──────── SOURCE TEXT ────────

Commentary: Why care about global warming? – Alexandria Echo Press

By Bryan Van Gorp, Alexandria, MN

Why worry about global warming? You know all the symptoms, which are regularly broadcast on the news. Increasingly violent storms, floods, melting ice caps, wildfires, extreme heat events, droughts, rising sea levels, rising ocean temperatures and acidification. Only a fool would ignore nature’s warnings.

Heating leads to feedback loops such as: more heat absorbed as reflective ice is replaced by darker water, melting permafrost releasing more methane, desertification and fires releasing more carbon. All of this has human impacts. Increased migration/immigration caused by unpredictable availability of food and water, disease, crime and death are symptoms of ecosystem collapse.

Isn’t that liberal propaganda? Educate yourself by researching what the Pentagon, NASA and NOAA consider the top threats facing America. They are not liberal organizations.

So what are the solutions? There is no simple answer and it will not be painless. Yes, building renewable energy infrastructure will be good for the economy, create lots of good jobs and give us cleaner/cheaper energy. Yes, solving this problem will require us to work with our fellow citizens as well as with other countries, which could help create harmony and peace. It might even simplify and slow down our lives. Yes, it can help create a less consumerist/superficial culture where we all feel responsible for doing our part. An example of this spirit was rationing and sacrifice during World War II.

There will also be difficult parts. Maybe we should consume less, have a more local and plant-rich diet, garden, limit family size, leverage retirement savings to send a message, insulate our homes, switch to heating and more efficient appliances, driving smaller and more efficient/electric vehicles, investing in renewable energy, paying a higher price for certain things. We can start by engaging in good faith conversations about solutions and being honest about the situation we find ourselves in.

────────

## [WHAT IS BEING ASKED]
Continue the commentary on why to care about global warming, picking up after its final sentence.

──────── LISTED ENTRIES ────────

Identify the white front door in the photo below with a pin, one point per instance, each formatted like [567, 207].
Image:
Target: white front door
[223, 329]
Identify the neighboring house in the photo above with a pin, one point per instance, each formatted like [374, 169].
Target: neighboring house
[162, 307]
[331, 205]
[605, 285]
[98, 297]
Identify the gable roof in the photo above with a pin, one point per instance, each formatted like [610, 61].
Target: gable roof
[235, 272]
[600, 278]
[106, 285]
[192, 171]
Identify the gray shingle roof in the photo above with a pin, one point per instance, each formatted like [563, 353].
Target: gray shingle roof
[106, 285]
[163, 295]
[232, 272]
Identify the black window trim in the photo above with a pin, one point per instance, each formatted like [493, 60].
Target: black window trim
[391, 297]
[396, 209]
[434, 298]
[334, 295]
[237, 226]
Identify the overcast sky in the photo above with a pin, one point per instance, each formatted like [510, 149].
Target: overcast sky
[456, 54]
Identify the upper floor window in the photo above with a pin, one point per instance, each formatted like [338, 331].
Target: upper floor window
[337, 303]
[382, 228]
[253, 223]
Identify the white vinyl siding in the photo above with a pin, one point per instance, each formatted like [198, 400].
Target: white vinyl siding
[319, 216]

────────

## [RESPONSE]
We need to tax fossil fuels at the point of extraction and refund the money to everyone equally. This will help reduce poverty, make renewable energy more competitive, and keep fossil fuels and associated pollution in the ground. This tax should be increased every year until we achieve the desired result. We can implement agricultural policies that link subsidies to maximizing carbon sequestration. We can label each product with the carbon footprint of manufacturing, packaging, transportation and disposal/recycling. This would allow consumers to make an informed choice.

If you’re interested in 100 more impactful solutions, read “Drawdown: The most comprehensive plan ever to reverse global warming.” Yes, I realize not everyone is totally doable, but most are.

Won’t all this be expensive? What is really expensive is doing nothing. Weather-related disasters currently cost the United States about $125 billion a year and are growing rapidly. We are currently wasting money subsidizing the wrong things. There is also the issue of illnesses and deaths caused by pollutants generated by fossil fuels. Aggressive action will be less costly in the long run than dithering.

Why does solving a problem scare some people more than the actual problem? Follow the money.